De_Snoekbaars schrieb:


> Ich hatte jetzt mal ausreichend Zeit alles zu testen
> Hier nur mal zur Info für die, die unsicher sind ob oder welches Akku ausreicht
> Ich fahre an einem fahrfertigen 600 KG und 470 cm Aluboot einen Haswing Cayman 55 mit 70 Ah Hi-C 4 s LifePo Akku
> Akkuverbrauch liegt pro Stunde Fahrzeit  im gemischten Betrieb bei ca. 10%
> Mit reinem E-Antrieb schafft mein Boot bei windstillen Verhältnissen auf dem See 5,5 Km/h, gegen die Strömung der Maas immer noch 3,5 Km/h


Wollte mir gerade eben auch den 55AH für mein endura c2 40lbs bestellen aber die haben kein Ladegerät mehr an Lager. Muss da  am Montag mal anrufen.


----------



## De_Snoekbaars (26. Juni 2021)

trawar schrieb:


> Wollte mir gerade eben auch den 55AH für mein endura c2 40lbs bestellen aber die haben kein Ladegerät mehr an Lager. Muss da  am Montag mal anrufen.

Gefragt ist
**1.** Wie hoch liegt laut dem Forenbeitrag über den Bootsakku der Akkuverbrauch pro Stunde Fahrzeit im gemischten Betrieb?
**2.** Setze den Forenbeitrag über den Bootsakku bitte nach seiner letzten Zeile fort.

Gespeicherte Daten
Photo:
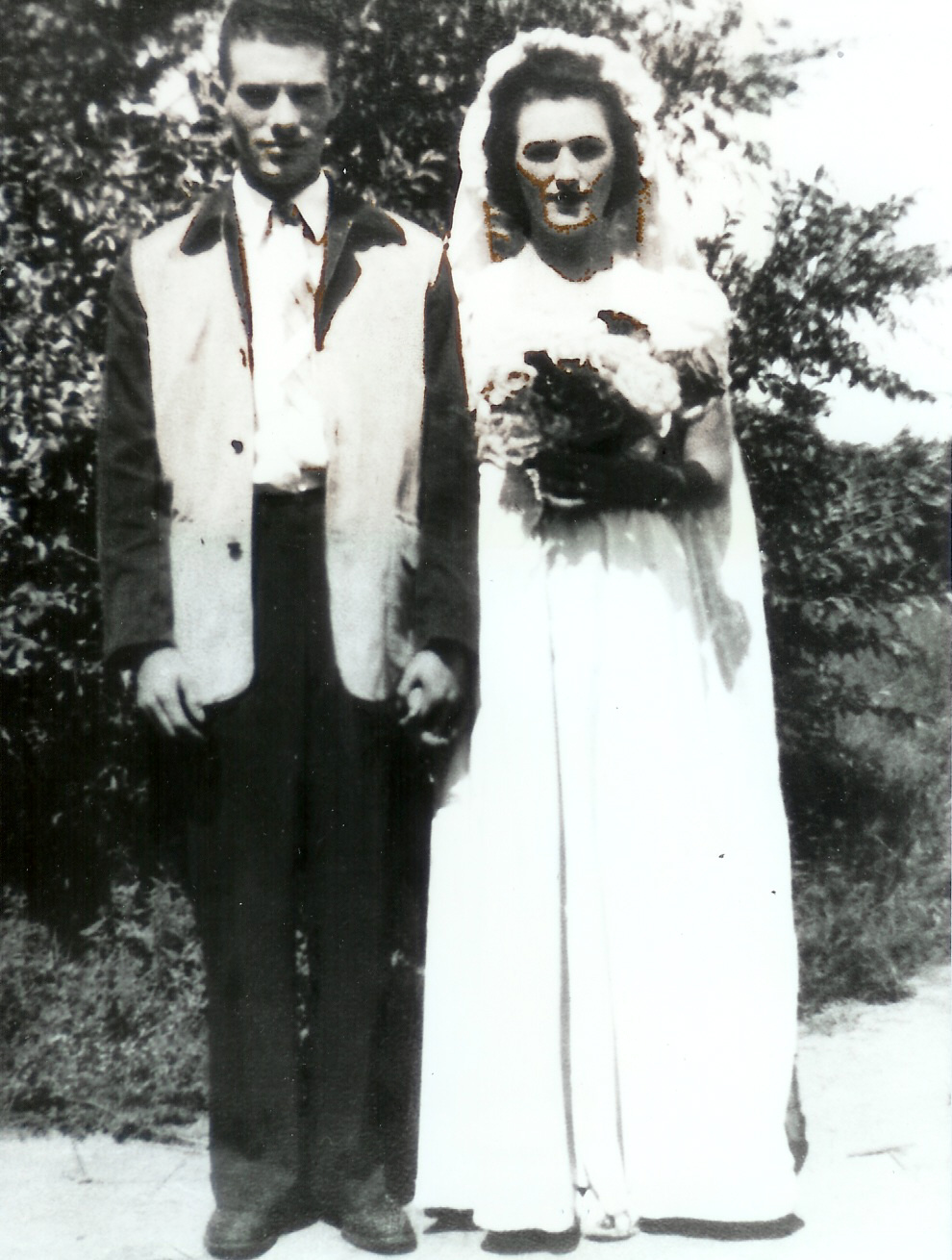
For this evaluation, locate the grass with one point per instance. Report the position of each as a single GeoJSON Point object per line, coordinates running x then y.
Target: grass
{"type": "Point", "coordinates": [111, 1036]}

Antworten je Aufgabe
**1.** Bei ca. 10 % pro Stunde.

**2.**
Deren Ladegeräte sind zu empfehlen, alleine schon von der Haptik kein Vergleich zu den üblichen Chinaladegeräten
Zumal der Lüfter auch nur halb so laut ist wie bei anderen Ladegeräten
Ich habe auch nur das kleine 10A, aber das reicht bei meinen 70 ah vollkommen aus um über Nacht mal eben zu laden


----------



## trawar (26. Juni 2021)

Ja genau das ist ja auch ausverkauft und 100€ für den 20amp ist mir zu viel


----------



## trawar (27. Juni 2021)

Ursprünglich wollte ich Akku+Lader bei Carplounge bestellen aber der Lader ist ja nun ausverkauft.
Somit brauche ich ein anderes, ideal wäre natürlich wenn ich eine stinknormale Autobatterie und eine AGM damit laden könnte.

Budget 100€ wenn der alles kann, sonst muss man mal schauen.

Könnt ihr mir da was emfehlen oder doch lieber zwei getrennte Lader?

By teh Way, Carplounge nennt ihre Akkus LifePo, ist das was anderes als LifePo4?


----------



## trawar (28. Juni 2021)

trawar schrieb:


> Ursprünglich wollte ich Akku+Lader bei Carplounge bestellen aber der Lader ist ja nun ausverkauft.
> Somit brauche ich ein anderes, ideal wäre natürlich wenn ich eine stinknormale Autobatterie und eine AGM damit laden könnte.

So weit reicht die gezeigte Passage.